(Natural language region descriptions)
▶

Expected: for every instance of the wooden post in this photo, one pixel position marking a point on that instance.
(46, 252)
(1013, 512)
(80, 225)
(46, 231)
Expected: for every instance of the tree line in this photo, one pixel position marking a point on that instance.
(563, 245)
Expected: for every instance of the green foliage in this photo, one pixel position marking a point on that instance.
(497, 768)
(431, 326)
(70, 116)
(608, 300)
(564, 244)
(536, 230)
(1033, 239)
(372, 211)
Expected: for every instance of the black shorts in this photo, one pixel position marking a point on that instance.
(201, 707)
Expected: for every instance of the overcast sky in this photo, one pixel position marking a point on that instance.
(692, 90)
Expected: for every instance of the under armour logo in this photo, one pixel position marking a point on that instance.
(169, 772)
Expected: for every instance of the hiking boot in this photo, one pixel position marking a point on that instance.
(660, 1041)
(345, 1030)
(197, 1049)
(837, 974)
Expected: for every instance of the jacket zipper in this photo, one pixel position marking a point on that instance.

◀

Your instructions: Write out every record shown above, word for word.

Result of this exercise:
Expected: for every instance of the wooden post in this photo, one pixel position marking a point on that instance.
(46, 252)
(1013, 512)
(80, 225)
(46, 231)
Expected: for every instance of the tree line in this photo, one pixel position marking a point on that instance.
(563, 245)
Expected: for every instance of the green foliage in this photo, one pixel position marking a point on that instance.
(497, 768)
(431, 326)
(70, 116)
(608, 300)
(564, 244)
(536, 230)
(1033, 239)
(372, 211)
Expected: for every instance of the black shorts in this photo, one pixel position marking a point on that instance.
(201, 707)
Expected: for every instance of the overcast sky in this photo, one pixel position marking a point on that instance.
(692, 90)
Expected: for every instance of the under armour logo in this photo, one pixel position marking a point on that instance.
(169, 772)
Expected: for every instance of the hiking boot in this photo, one pixel position marking a point on that instance.
(660, 1041)
(345, 1030)
(197, 1049)
(837, 974)
Expected: for every instance of the jacket zipper in this photo, one pixel position marking a point on that instance.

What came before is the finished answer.